— start RECORDS FOR THE TASK —
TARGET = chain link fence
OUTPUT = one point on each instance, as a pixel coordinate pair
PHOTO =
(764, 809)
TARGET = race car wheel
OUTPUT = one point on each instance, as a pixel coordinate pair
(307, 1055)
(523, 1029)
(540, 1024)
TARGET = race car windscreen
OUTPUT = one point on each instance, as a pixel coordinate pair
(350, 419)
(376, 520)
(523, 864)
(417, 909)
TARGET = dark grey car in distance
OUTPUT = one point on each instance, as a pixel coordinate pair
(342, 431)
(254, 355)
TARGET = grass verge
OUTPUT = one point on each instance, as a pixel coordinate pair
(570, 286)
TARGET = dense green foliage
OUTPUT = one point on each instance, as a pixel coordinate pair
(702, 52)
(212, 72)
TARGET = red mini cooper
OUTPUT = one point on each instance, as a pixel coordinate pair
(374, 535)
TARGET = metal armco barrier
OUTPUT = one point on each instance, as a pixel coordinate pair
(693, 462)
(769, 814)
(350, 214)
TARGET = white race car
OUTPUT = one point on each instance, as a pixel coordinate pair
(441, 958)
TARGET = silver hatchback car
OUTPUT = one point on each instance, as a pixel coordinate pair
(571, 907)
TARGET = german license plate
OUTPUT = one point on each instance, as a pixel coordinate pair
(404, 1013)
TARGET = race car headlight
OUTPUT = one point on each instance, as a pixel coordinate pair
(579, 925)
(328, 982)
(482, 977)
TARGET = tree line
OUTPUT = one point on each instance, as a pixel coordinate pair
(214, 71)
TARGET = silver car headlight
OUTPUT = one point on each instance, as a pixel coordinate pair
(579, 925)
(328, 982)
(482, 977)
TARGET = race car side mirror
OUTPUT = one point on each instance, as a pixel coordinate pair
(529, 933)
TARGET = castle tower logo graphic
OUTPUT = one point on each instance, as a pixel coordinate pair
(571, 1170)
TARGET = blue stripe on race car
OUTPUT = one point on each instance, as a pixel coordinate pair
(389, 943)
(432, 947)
— end RECORDS FOR THE TASK —
— start RECORDS FOR THE TASK —
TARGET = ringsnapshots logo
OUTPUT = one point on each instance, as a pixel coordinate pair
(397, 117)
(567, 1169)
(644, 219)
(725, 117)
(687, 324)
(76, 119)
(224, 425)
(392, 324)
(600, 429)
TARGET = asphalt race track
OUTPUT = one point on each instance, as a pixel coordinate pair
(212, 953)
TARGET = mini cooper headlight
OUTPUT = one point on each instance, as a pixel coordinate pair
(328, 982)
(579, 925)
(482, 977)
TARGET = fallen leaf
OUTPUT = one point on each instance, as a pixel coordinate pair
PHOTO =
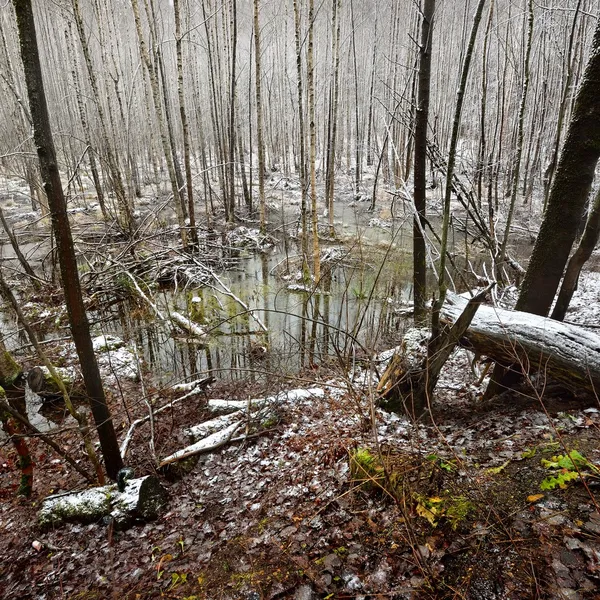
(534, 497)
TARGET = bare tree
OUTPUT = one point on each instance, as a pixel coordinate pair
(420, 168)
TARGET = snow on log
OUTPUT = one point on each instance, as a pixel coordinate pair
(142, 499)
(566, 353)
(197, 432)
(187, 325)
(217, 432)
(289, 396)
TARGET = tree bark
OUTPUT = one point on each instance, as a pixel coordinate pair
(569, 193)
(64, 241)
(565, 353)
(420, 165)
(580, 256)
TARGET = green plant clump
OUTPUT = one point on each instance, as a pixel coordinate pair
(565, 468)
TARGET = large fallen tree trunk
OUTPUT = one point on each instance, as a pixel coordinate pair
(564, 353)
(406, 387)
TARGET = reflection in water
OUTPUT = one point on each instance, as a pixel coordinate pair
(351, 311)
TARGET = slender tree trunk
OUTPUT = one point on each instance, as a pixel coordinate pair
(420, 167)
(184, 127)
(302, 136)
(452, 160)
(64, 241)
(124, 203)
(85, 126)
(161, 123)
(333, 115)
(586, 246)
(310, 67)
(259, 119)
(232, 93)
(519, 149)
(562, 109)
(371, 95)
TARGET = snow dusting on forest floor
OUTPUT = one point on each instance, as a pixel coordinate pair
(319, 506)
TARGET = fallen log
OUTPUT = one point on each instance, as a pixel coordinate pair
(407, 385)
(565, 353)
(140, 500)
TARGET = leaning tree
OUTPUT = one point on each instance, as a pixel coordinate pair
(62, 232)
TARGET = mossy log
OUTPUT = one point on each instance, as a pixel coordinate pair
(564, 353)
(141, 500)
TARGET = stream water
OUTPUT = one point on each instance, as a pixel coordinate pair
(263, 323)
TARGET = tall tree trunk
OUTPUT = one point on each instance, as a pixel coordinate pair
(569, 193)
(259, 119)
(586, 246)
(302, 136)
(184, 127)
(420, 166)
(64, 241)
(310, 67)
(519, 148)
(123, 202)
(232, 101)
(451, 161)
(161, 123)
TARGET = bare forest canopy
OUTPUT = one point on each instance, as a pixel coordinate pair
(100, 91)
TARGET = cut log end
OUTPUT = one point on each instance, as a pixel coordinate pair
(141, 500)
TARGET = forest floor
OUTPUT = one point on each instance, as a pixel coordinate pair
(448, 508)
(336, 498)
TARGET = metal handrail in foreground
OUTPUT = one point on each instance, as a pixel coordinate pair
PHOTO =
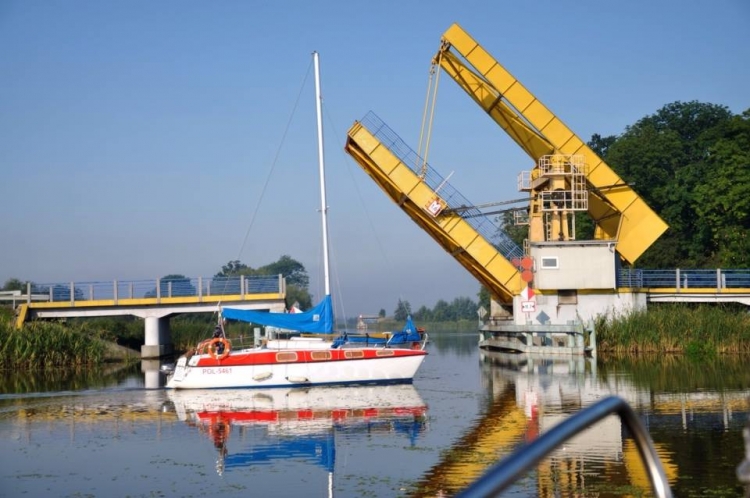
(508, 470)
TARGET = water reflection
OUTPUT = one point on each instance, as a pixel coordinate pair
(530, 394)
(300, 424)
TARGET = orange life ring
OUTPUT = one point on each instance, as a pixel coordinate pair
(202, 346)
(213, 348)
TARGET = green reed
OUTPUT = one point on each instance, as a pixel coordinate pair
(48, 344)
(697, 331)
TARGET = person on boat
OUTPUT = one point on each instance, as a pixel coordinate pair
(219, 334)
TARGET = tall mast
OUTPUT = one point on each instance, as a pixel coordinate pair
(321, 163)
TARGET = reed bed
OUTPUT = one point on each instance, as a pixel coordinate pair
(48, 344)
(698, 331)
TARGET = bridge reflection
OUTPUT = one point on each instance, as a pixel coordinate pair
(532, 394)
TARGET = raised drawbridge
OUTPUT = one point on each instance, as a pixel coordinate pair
— end RECORDS FOR THE TASK —
- **STATED EXERCISE**: Give back everything from the line containing "TARGET = metal armco barrier" down to the line containing "(404, 1013)", changing "silver" to "grey" and leaving all else as it is.

- **WRITTEN RESPONSE**:
TARGET = metal armco barrier
OUTPUT = one point on each instance, as a pixel coordinate pair
(693, 462)
(769, 814)
(350, 214)
TARGET = white race car
OUTPUT = one point on each instance, as a pixel coordinate pair
(441, 958)
TARGET = grey hatchback car
OUTPUT = one point on each instance, as a pixel coordinate pair
(571, 907)
TARGET = german license plate
OUTPUT = one point on each instance, as a pixel coordinate pair
(404, 1013)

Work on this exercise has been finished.